**Record set**
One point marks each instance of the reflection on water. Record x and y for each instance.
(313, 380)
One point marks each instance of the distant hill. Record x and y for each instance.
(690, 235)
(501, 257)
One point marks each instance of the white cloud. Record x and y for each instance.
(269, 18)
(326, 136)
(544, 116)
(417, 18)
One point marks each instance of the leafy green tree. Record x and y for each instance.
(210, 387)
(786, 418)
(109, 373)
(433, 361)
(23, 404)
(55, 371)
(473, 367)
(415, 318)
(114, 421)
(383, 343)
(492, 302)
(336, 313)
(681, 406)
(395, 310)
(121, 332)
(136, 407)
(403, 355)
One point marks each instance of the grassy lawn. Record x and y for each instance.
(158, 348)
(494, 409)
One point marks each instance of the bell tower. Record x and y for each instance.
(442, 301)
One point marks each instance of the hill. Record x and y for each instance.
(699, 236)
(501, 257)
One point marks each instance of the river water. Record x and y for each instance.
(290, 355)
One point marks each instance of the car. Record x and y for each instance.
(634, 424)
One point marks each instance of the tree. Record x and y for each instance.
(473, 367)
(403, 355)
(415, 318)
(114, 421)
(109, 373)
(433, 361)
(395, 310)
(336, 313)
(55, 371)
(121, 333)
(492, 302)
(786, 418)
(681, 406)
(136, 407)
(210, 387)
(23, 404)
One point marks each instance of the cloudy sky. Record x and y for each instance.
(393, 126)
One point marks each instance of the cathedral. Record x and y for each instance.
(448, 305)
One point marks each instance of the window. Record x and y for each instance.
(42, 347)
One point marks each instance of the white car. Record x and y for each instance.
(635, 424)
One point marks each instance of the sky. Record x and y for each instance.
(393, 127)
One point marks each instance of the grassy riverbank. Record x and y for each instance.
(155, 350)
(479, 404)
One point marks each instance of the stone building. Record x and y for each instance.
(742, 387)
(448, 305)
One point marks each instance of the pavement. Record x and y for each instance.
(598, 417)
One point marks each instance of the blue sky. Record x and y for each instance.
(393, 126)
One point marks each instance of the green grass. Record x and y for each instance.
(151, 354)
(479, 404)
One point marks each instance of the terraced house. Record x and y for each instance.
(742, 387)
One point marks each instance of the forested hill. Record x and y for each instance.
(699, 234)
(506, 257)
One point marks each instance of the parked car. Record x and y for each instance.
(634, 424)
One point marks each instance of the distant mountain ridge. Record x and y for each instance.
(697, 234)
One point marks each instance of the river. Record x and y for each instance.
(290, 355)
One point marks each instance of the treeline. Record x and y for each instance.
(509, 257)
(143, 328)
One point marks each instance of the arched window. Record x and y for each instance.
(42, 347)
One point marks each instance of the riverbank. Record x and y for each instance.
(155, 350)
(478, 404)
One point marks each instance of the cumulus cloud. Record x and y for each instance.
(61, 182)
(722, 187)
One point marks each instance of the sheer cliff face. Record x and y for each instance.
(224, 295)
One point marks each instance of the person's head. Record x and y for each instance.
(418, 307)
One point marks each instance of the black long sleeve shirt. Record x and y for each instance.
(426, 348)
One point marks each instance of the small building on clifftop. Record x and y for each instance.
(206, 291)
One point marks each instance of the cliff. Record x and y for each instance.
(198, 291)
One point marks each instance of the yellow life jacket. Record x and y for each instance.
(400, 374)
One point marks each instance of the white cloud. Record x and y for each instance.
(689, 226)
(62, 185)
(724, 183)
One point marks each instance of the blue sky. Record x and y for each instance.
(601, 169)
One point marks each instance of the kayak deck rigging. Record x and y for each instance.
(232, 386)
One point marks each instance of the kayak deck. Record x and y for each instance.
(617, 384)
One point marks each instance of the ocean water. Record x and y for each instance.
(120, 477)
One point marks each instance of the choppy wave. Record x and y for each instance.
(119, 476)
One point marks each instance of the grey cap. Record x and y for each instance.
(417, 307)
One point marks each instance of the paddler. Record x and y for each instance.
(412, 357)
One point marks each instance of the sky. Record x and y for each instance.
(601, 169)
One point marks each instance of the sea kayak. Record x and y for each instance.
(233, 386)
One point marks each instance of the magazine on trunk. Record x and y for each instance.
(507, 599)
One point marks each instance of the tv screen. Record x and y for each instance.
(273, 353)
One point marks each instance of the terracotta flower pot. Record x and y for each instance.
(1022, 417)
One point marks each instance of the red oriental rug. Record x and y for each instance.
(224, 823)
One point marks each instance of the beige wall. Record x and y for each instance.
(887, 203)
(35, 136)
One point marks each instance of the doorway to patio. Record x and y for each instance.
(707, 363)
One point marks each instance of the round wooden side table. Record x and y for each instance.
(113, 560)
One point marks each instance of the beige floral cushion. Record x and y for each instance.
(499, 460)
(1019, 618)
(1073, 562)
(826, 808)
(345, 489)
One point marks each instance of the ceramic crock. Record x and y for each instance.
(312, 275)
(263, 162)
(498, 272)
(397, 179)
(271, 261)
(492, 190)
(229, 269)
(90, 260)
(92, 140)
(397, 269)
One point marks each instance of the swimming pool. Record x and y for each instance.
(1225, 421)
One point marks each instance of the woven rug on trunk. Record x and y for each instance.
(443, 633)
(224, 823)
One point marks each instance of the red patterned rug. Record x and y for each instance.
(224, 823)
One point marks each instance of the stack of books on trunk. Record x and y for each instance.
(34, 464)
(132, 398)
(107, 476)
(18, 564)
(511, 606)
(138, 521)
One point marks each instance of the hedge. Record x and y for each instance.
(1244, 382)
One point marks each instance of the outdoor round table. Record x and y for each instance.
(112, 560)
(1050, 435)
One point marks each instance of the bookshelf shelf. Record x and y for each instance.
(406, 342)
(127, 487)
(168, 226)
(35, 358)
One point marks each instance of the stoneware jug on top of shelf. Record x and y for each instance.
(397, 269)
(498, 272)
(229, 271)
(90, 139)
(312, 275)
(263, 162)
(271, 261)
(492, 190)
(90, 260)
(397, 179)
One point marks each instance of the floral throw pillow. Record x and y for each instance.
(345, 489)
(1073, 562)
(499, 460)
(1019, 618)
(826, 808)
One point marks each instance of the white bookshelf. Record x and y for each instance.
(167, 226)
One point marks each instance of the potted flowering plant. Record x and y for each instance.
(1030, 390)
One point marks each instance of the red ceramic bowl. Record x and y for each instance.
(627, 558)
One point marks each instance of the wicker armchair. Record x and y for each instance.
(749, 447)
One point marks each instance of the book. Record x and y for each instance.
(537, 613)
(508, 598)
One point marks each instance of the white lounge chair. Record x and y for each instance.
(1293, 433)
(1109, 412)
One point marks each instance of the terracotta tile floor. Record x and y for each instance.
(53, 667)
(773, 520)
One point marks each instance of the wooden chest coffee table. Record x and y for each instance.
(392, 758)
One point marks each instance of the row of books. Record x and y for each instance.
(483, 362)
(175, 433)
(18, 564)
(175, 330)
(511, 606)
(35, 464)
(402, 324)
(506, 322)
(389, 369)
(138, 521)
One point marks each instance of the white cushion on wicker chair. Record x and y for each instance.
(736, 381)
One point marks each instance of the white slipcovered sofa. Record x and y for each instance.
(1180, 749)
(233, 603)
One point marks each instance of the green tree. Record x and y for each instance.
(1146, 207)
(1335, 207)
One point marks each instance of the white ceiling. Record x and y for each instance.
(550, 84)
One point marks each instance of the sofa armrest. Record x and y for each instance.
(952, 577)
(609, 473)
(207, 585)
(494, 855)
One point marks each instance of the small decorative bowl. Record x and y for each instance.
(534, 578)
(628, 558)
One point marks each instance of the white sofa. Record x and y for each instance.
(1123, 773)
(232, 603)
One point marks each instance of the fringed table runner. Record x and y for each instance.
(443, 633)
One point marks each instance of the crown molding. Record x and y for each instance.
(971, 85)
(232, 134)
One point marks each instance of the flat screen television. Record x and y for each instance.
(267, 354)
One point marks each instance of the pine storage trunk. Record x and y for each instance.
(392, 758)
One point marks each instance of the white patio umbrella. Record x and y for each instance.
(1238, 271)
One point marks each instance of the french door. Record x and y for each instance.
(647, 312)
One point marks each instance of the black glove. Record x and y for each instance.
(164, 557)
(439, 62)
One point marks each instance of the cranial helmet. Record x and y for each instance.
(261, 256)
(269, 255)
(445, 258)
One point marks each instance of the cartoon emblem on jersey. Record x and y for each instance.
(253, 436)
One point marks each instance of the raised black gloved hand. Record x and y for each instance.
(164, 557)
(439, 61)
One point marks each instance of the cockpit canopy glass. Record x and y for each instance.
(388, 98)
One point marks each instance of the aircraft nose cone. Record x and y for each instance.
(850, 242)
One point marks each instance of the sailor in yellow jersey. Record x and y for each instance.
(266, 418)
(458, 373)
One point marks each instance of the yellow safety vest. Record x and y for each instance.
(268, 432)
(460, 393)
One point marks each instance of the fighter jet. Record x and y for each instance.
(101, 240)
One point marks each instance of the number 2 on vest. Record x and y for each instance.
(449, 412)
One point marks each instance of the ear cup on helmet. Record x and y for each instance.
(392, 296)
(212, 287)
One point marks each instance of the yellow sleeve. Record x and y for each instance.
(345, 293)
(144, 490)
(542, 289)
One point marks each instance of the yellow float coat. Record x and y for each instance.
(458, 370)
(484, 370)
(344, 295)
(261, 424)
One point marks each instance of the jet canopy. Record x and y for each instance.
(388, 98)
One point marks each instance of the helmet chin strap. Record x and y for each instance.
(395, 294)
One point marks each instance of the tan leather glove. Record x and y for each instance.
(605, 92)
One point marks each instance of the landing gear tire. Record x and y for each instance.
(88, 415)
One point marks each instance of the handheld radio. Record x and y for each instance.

**Work item**
In the listing above, find the line containing "One point marks each instance of the jet" and please quote exactly that line through the last one, and no other lines.

**Answer to this task**
One point marks each instance of the jet canopy. Record x and y for each instance.
(388, 98)
One point marks each instance of the helmet chin strap. Record x and y for each instance.
(395, 294)
One point marks each instance of the tan leather glove. Record x and y for each instance.
(605, 92)
One point marks each instance of the landing gear tire. Record x and y for each instance.
(88, 415)
One point marks each instance of the handheld radio. Record x and y for each instance.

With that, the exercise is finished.